* **Information**
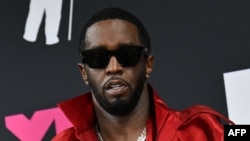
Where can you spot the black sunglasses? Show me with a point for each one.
(127, 56)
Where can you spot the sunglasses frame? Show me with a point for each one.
(127, 56)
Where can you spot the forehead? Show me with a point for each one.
(111, 33)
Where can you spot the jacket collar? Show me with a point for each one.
(80, 111)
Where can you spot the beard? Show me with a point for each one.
(120, 107)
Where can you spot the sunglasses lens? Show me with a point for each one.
(127, 56)
(95, 58)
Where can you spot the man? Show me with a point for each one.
(122, 106)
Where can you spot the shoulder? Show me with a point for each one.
(66, 135)
(201, 123)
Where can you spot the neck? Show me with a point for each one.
(128, 127)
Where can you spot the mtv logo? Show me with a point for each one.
(237, 86)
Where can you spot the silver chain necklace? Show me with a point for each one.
(142, 136)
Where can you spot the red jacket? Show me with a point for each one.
(197, 123)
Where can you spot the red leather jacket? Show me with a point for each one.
(197, 123)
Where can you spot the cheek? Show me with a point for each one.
(96, 77)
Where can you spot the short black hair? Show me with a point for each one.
(116, 13)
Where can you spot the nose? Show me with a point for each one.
(114, 66)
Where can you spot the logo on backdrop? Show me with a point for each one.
(51, 9)
(237, 86)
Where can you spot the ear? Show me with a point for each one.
(83, 73)
(149, 65)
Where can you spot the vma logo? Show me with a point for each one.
(51, 9)
(237, 86)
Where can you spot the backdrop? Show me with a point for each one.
(199, 46)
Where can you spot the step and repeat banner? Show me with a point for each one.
(201, 49)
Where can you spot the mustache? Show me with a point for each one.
(115, 78)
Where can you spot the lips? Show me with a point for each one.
(116, 87)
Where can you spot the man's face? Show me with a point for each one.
(116, 89)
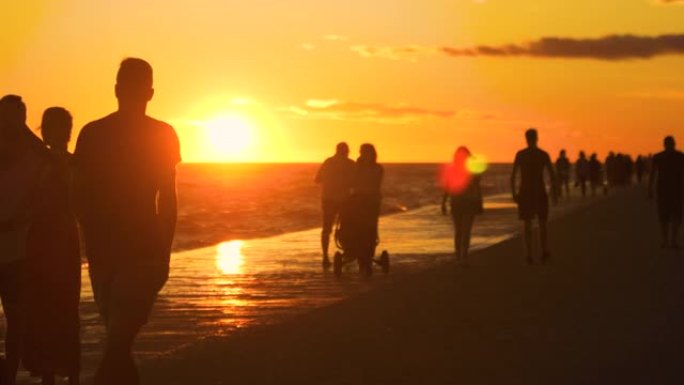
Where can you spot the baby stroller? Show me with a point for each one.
(356, 236)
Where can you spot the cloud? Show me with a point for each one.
(332, 109)
(335, 37)
(612, 47)
(410, 53)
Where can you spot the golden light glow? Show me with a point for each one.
(229, 258)
(477, 164)
(230, 136)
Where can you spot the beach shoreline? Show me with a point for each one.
(428, 327)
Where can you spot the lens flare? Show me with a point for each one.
(229, 258)
(477, 164)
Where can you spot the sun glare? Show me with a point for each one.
(230, 136)
(229, 258)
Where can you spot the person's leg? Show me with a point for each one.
(458, 236)
(74, 380)
(48, 379)
(467, 230)
(543, 235)
(12, 277)
(528, 240)
(13, 332)
(328, 222)
(674, 234)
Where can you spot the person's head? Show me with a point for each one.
(342, 149)
(669, 143)
(461, 155)
(368, 154)
(12, 110)
(56, 127)
(12, 117)
(532, 137)
(134, 84)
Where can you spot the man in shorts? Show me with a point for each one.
(124, 186)
(532, 199)
(23, 159)
(336, 176)
(668, 170)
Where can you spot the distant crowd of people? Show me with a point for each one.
(463, 196)
(119, 185)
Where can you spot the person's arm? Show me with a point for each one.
(168, 210)
(514, 175)
(554, 181)
(167, 200)
(319, 175)
(480, 197)
(651, 180)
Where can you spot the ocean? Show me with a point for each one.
(247, 249)
(219, 202)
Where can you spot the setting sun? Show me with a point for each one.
(230, 136)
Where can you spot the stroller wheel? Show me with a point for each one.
(384, 261)
(337, 264)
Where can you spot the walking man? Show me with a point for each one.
(532, 199)
(336, 177)
(124, 182)
(668, 170)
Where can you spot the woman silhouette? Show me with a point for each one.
(53, 278)
(366, 199)
(462, 188)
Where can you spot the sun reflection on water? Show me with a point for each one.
(229, 258)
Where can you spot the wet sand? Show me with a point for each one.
(607, 309)
(216, 292)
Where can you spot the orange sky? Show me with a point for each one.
(285, 80)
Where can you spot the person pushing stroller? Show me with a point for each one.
(357, 232)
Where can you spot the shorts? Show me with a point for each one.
(331, 210)
(531, 206)
(670, 209)
(127, 292)
(464, 206)
(11, 282)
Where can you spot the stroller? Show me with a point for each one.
(356, 236)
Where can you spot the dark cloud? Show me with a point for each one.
(372, 112)
(614, 47)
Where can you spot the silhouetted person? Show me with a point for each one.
(366, 198)
(668, 172)
(53, 265)
(640, 166)
(23, 159)
(124, 181)
(563, 173)
(582, 172)
(532, 199)
(462, 189)
(336, 177)
(595, 172)
(611, 169)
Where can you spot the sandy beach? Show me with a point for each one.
(606, 309)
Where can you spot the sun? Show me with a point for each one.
(230, 136)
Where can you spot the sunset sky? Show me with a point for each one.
(284, 80)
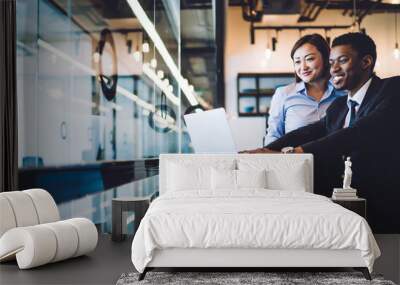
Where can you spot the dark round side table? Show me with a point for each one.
(120, 209)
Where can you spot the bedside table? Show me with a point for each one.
(121, 207)
(357, 205)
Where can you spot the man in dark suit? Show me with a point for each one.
(364, 125)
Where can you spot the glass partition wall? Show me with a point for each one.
(100, 96)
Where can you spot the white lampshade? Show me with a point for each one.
(137, 55)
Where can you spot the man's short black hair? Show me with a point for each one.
(360, 42)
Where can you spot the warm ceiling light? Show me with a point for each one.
(161, 48)
(268, 53)
(96, 57)
(145, 47)
(153, 63)
(160, 74)
(396, 51)
(137, 55)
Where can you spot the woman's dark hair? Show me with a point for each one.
(320, 44)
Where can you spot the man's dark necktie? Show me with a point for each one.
(353, 105)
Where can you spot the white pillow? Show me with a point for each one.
(224, 179)
(292, 179)
(183, 177)
(251, 178)
(282, 172)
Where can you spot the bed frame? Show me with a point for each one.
(245, 258)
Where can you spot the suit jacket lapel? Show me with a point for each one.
(370, 96)
(342, 115)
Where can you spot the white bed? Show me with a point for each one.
(202, 220)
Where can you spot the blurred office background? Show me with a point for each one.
(103, 84)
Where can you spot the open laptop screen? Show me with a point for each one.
(210, 132)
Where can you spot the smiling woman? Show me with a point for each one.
(306, 101)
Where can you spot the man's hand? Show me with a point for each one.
(260, 150)
(298, 149)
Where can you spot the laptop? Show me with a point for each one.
(210, 132)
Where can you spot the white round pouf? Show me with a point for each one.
(7, 218)
(87, 234)
(23, 208)
(67, 240)
(46, 208)
(33, 246)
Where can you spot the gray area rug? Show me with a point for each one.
(229, 278)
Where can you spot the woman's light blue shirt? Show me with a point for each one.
(291, 108)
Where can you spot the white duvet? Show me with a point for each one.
(250, 219)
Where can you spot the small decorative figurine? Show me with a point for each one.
(348, 173)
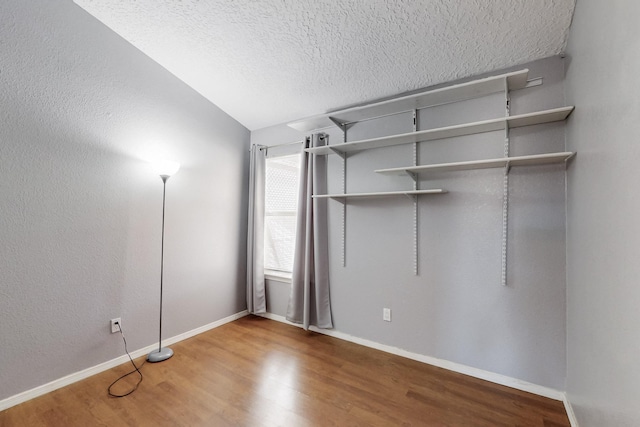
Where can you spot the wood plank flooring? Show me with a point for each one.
(258, 372)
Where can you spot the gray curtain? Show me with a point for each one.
(256, 299)
(309, 302)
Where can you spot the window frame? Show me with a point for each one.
(272, 153)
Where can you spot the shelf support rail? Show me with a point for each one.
(343, 127)
(414, 176)
(505, 188)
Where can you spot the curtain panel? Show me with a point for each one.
(256, 297)
(309, 301)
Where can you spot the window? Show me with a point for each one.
(281, 205)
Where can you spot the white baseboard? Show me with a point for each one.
(85, 373)
(572, 415)
(452, 366)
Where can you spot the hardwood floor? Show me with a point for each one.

* **Your instructions**
Omit the pictures and print the listing exactly.

* **Result of this exercise**
Where can you spot the black sunglasses? Show me with a point for each one.
(127, 56)
Where can you spot the sunglasses frame? Show me with a point for each one.
(127, 56)
Where can you spot the forehead? Show me with a point for each one.
(111, 33)
Where can you spot the jacket collar? Show me with a point for each one.
(80, 111)
Where can you spot the beard? Show me with a point for each one.
(120, 107)
Where can you spot the sunglasses lens? Show me with a point for each one.
(127, 56)
(95, 58)
Where can you spot the man? Show me with a point for each one.
(122, 106)
Where can you spot the shoulder? Show me with a point for each one.
(66, 135)
(201, 123)
Where can you spot the neck? Show me with a point for each one.
(128, 127)
Where can you spot the mtv logo? Show me with a point for each one.
(237, 86)
Where can you spot the silver chain necklace? Show me with a point for each one.
(142, 136)
Where can you spot the red jacket? Show me with a point for each one.
(197, 123)
Where can you spot the red leather jacket? Show me with a point for each one.
(197, 123)
Where can you spot the cheek? Show me with a point for each one.
(96, 77)
Where can you spot the short black hair? Show me with a point for each one.
(116, 13)
Where can you spot the nose? Show me with a point for each one.
(114, 66)
Where can you spot the logo on backdrop? Show me with a point for each one.
(51, 9)
(237, 86)
Where can you spot the ear? Show me with a point for each one.
(83, 73)
(149, 65)
Where can you spot the vma logo? Show me with a point for each one.
(51, 9)
(237, 86)
Where can you spot the backdrop? Show me with a point for each one.
(199, 46)
Where can you spot the step and repeat banner? Show me with a point for each one.
(201, 49)
Where can you spot the mustache? Show me with a point for each one.
(115, 78)
Where can you spot the lips? Show me with a point for each one.
(116, 87)
Where can you spot the man's face? Show me with a point for each one.
(116, 89)
Where can you spot the baby stroller? Show me with a point for each one.
(356, 236)
Where can you spot the cloud? Show me with a point for each one.
(332, 109)
(335, 37)
(612, 47)
(410, 53)
Where can you spot the golden light glow? Show me with a point for each one.
(229, 258)
(477, 164)
(230, 136)
Where can you spot the beach shoreline? Show me with a point for each one.
(428, 327)
Where can you spot the lens flare? Show me with a point for each one.
(229, 258)
(477, 164)
Where can you spot the sun glare? Show me with a point for each one.
(230, 136)
(229, 258)
Where can you spot the person's leg? Show me with a point for each one.
(458, 236)
(74, 380)
(48, 379)
(467, 230)
(543, 235)
(12, 277)
(528, 240)
(13, 332)
(328, 222)
(674, 234)
Where can you spot the person's head? Show me with a point for each one.
(342, 149)
(669, 143)
(461, 155)
(368, 154)
(12, 110)
(56, 127)
(12, 117)
(532, 137)
(134, 84)
Where can you spot the man in shorts? Show me with a point for each one.
(124, 186)
(532, 199)
(23, 159)
(336, 176)
(668, 170)
Where can you spot the distant crowd of people? Show me with a point for each one.
(463, 196)
(119, 185)
Where can you spot the person's arm? Show me with a point for each one.
(168, 210)
(514, 175)
(554, 181)
(167, 200)
(319, 175)
(480, 197)
(651, 180)
Where can you spot the ocean? Show me with a point for each one.
(247, 249)
(219, 202)
Where can you spot the setting sun? Show me with a point for each one.
(230, 136)
Where can you spot the stroller wheel? Show me with a point for each one.
(384, 261)
(337, 264)
Where can you spot the walking man? Show me with a point for each one.
(532, 199)
(336, 177)
(124, 182)
(668, 170)
Where can you spot the woman silhouette? Show me with a point for each one.
(53, 278)
(366, 199)
(462, 188)
Where can you spot the sun reflection on water? Show me with a point for each one.
(229, 258)
Where can you spot the wet sand? Show me with a point for each one.
(607, 309)
(216, 292)
Where can you spot the orange sky? Show me with a point for each one.
(285, 80)
Where can you spot the person pushing stroller? Show me with a point for each one.
(357, 232)
Where can you spot the shorts? Show me with a point for each one.
(331, 210)
(531, 206)
(670, 209)
(127, 292)
(464, 206)
(11, 282)
Where can you spot the stroller? Show me with a point for each one.
(356, 236)
Where can you spot the dark cloud? Show me with a point for each one.
(372, 112)
(614, 47)
Where can you spot the silhouetted person? Show me with a point for each one.
(366, 198)
(668, 172)
(53, 265)
(640, 166)
(23, 159)
(124, 181)
(563, 173)
(582, 172)
(532, 199)
(462, 189)
(336, 177)
(595, 172)
(611, 169)
Where can you spot the sandy beach? Show me with a point for each one.
(606, 309)
Where can you spot the sun? Show me with a point for each one.
(230, 136)
Where can you spot the sunset sky? Show me with a point for each one.
(284, 80)
Where can you spot the dark round side table? Show me with a point for each one.
(120, 209)
Where can you spot the bedside table? Show me with a point for each one.
(121, 207)
(357, 205)
Where can you spot the man in dark suit? Show me with a point for each one.
(364, 125)
Where can you spot the glass partition wall? Show me with a point for each one.
(100, 96)
Where can you spot the white lampshade? Show me with a point for each one.
(137, 55)
Where can you spot the man's short black hair? Show me with a point for each one.
(360, 42)
Where can you spot the warm ceiling light? Show me with a point for each one.
(161, 48)
(268, 53)
(96, 57)
(145, 47)
(153, 63)
(160, 74)
(396, 51)
(137, 55)
Where can you spot the woman's dark hair? Show me with a point for each one.
(320, 44)
Where can you spot the man's dark necktie? Show me with a point for each one.
(353, 105)
Where can you spot the white pillow? Show me with a point for each one.
(224, 179)
(292, 179)
(183, 177)
(251, 178)
(282, 172)
Where can you spot the bed frame? Show me with a point for each one.
(245, 258)
Where can you spot the suit jacket lapel? Show me with a point for each one.
(370, 96)
(342, 115)
Where can you spot the white bed? Show me with a point for each one.
(202, 220)
Where can you spot the blurred office background? Show me with a point for each one.
(103, 84)
Where can you spot the open laptop screen? Show me with a point for each one.
(210, 132)
Where can you spot the smiling woman? Show me with a point for each one.
(306, 101)
Where can you spot the man's hand? Show me with a point for each one.
(260, 150)
(298, 149)
Where can you spot the laptop? Show me with a point for each one.
(210, 132)
Where can you spot the white round pouf? Show me with a point for each one.
(7, 218)
(87, 234)
(23, 208)
(67, 240)
(46, 208)
(33, 246)
Where can you spot the gray area rug? Show me with a point for each one.
(229, 278)
Where can you spot the woman's light blue shirt? Show me with a point for each one.
(291, 108)
Where can you spot the white duvet? Show me with a point for each one.
(250, 219)
Where can you spot the small decorative figurine? Show me with a point for each one.
(348, 173)
Where can you spot the wood plank flooring? Show me with a point for each one.
(258, 372)
Where can you spot the gray curtain? Show me with a point for each one.
(256, 299)
(309, 302)
Where can you spot the window frame? Show me with a point for each one.
(272, 153)
Where can you spot the shelf support rail? Show me with a point for each one.
(343, 127)
(414, 176)
(505, 188)
Where can you spot the curtain panel? Show me with a point for each one.
(256, 297)
(309, 301)
Where can you spot the window? Show me with a point for each one.
(281, 205)
Where can you spot the white baseboard? Show me with a point for each one.
(85, 373)
(572, 415)
(452, 366)
Where can you spot the hardwood floor? Show me with a point for each one.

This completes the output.